### EXCERPT TO READ

::::

# Split regression line into three groups and compare the slopes

Suppose I have a (linear) relationship between X and Y that might look like in my poor drawing below (simplified), i.e. I see that the slope of my Y~X regression differs depending on the value/range of my independent variable X.

What would be the appropriate way/test to determine if the three "sub-slopes" are significantly different?

My first idea was to simply split the data into three distinct groups and conduct an ANOVA of Y~X. However, this only tells me if the group means are different (which is a good start), but I need to know if the slopes are different.

My second idea was to simply add the group indicator as an interaction term to the regression, but it somehow feels wrong, but maybe it's as simple as that?

Bonus: thinking about it I probably not only want to know if the slopes are different, but the intercept-slope combination. Looking at my example below, the red slope might not be significantly different from the blue slope, however, the intercept is certainly higher. I guess, I could go back to my first idea and look at the group means instead of the intercept, but I was wondering if there's a test comparing both (intercept and slope) at the same time.

• How are you determining the three groups? Are you going to be choosing them to make the three slopes look as different as possible or do you have some other information (e.g. the three groups could represent distinct groups, or if $X$ represents time there could be two known interventions)?
– Alex
Jul 7, 2020 at 17:41
• (It matters because your model for the data will have more parameters if you choose the three groups yourself)
– Alex
Jul 7, 2020 at 18:02
• I guess it would be more appropriate to choose the cut points a priori based on some theory and hypotheses, but to be honest, in my case we are setting the cut points post-hoc, i.e. after creating a scatterplot I saw the two "change points" and am now interested if their respective slopes are different. After some further digging I found sth. called segmented regression which I guess goes into the direction I'm aiming at: en.wikipedia.org/wiki/Segmented_regression Jul 7, 2020 at 18:42
• And what software are you using to analyse the data?
– Alex
Jul 7, 2020 at 19:01
• I'm using R. For the segmented regression I tried the segmented package. Jul 8, 2020 at 8:11

The simplest way is to use a selection criterion such as the Bayesian Information Criterion (Schwarz, 1978). Other methods are available, such as the supF-tests described in section 5.1 of (Bai and Perron, 2003), but using an information criterion is far simpler.

::::

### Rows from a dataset
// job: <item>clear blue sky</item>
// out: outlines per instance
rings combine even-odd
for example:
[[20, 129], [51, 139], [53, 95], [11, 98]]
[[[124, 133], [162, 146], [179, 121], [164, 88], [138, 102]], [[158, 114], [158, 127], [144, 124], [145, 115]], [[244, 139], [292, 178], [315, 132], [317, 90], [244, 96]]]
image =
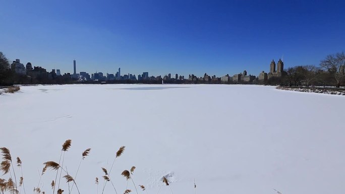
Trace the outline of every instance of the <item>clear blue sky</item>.
[[3, 1], [0, 51], [50, 71], [232, 75], [345, 51], [345, 1]]

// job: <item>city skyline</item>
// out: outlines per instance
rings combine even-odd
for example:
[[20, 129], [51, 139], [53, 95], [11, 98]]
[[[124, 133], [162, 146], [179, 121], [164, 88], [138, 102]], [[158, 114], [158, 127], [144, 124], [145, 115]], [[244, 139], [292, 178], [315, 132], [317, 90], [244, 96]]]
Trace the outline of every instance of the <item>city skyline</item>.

::::

### REQUIREMENTS
In the regression thread, why did the poster's first idea of splitting the data into three groups and running an ANOVA fall short?

### REPLY
An ANOVA would only show whether the group means differ. The poster needs to know whether the slopes differ.